------ Dataset extract

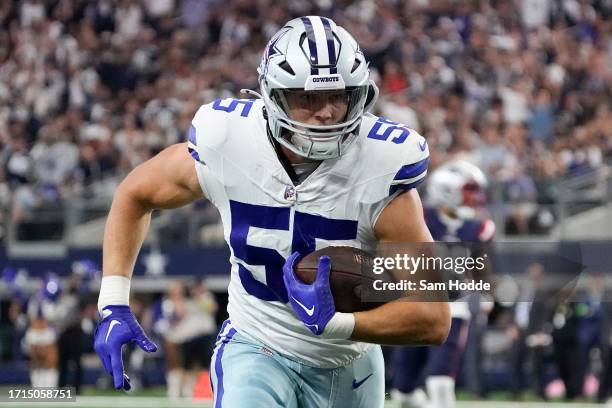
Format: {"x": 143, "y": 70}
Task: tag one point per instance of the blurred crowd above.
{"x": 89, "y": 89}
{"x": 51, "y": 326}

------------
------ Dataset extract

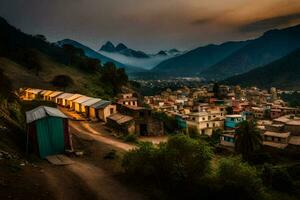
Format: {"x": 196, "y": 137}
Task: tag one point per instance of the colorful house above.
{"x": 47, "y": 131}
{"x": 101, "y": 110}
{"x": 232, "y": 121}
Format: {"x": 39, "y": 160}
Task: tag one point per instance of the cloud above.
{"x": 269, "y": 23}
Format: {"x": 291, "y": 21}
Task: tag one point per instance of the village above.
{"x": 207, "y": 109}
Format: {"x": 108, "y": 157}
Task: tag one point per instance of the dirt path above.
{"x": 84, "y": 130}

------------

- [Exercise details]:
From the rows above, pull out every line that contains the word "Task" and copy each one in full.

- [Exercise solution]:
Task: tag one point per instance of the blurred crowd above.
Task: tag one point per instance of the colorful house above.
Task: tag one point per instance of the cloud above.
Task: tag one point per instance of the village above.
Task: tag one point per instance of the dirt path above.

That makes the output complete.